__SUPPLIED INFORMATION__.

━━━━━━━━━━

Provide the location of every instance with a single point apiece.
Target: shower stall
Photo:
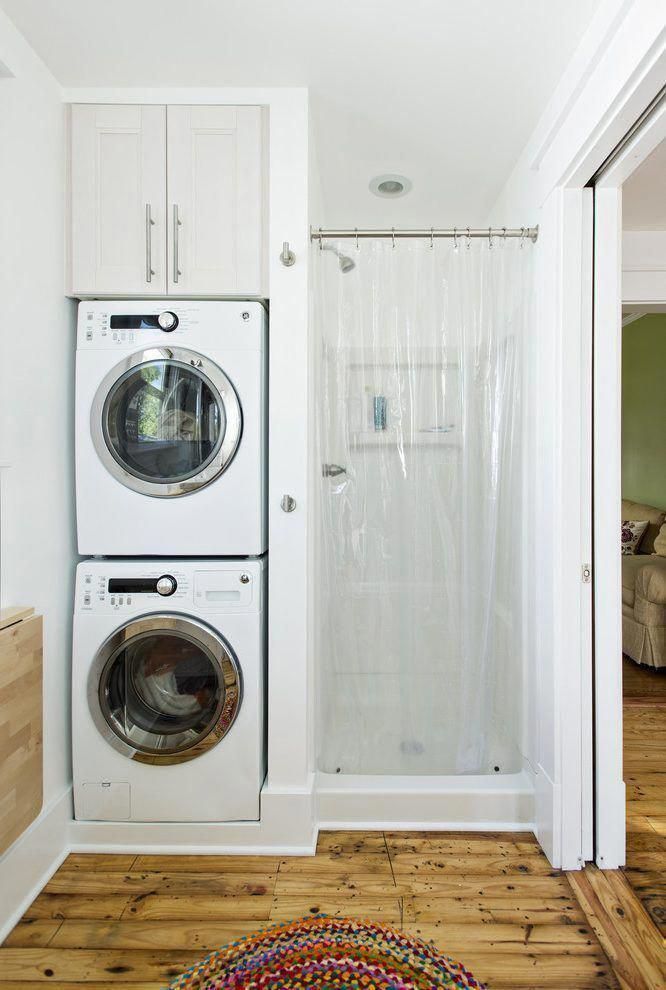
(422, 677)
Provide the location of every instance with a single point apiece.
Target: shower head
(345, 262)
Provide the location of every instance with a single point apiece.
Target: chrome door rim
(220, 385)
(214, 645)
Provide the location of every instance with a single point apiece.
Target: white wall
(36, 375)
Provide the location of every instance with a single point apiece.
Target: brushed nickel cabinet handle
(177, 222)
(150, 223)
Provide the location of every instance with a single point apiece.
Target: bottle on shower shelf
(379, 412)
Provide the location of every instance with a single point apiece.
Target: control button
(166, 585)
(167, 321)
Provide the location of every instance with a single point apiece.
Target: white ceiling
(443, 91)
(644, 194)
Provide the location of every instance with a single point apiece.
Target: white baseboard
(465, 803)
(31, 861)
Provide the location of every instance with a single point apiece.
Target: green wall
(644, 410)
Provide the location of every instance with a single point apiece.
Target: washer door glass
(164, 421)
(166, 693)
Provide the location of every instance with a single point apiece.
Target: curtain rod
(320, 234)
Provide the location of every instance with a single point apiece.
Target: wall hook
(287, 257)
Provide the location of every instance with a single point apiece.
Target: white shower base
(480, 802)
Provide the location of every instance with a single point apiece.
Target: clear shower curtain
(420, 435)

━━━━━━━━━━

__WORK TO COMPLETE__. Output the full set of records above without changing a word, and drop the images.

__EXERCISE OUTPUT__.
Provide the location of every instance with a single point apiece.
Target: shower stall
Photo:
(422, 677)
Provide the location of every instance with a single point apiece.
Target: shower head
(345, 262)
Provide the location of every instance with a single point apiece.
Target: chrome door rim
(220, 385)
(214, 645)
Provide the location of every instance with a single point apiece.
Target: white wall
(36, 375)
Provide the location of every instance with a single point apiece.
Target: brushed nickel cabinet handle
(177, 222)
(150, 223)
Provide the location of every instance with a single point apiece.
Target: bottle on shower shelf
(379, 412)
Provide the location of every instance with a single point apiece.
Target: control button
(166, 585)
(167, 321)
Provide the location of every instance with a single point apiece.
Target: white ceiling
(443, 91)
(644, 194)
Provide the location of every instance with a single point apiece.
Target: white baseboard
(465, 803)
(31, 861)
Provide the location of every instance with a single point apiece.
Target: green wall
(644, 410)
Provide the location of every instance with a single point apiece.
Target: washer door glass
(164, 421)
(166, 693)
Provide the location of every instance with a single point apiece.
Target: curtain rod
(320, 234)
Provide the location of every instance with a single point apiece.
Target: wall hook
(287, 257)
Provide the location of every instance with a single point apiece.
Target: white shower base
(480, 802)
Provide the location of every instance with a single point apiece.
Target: clear shower curtain
(420, 435)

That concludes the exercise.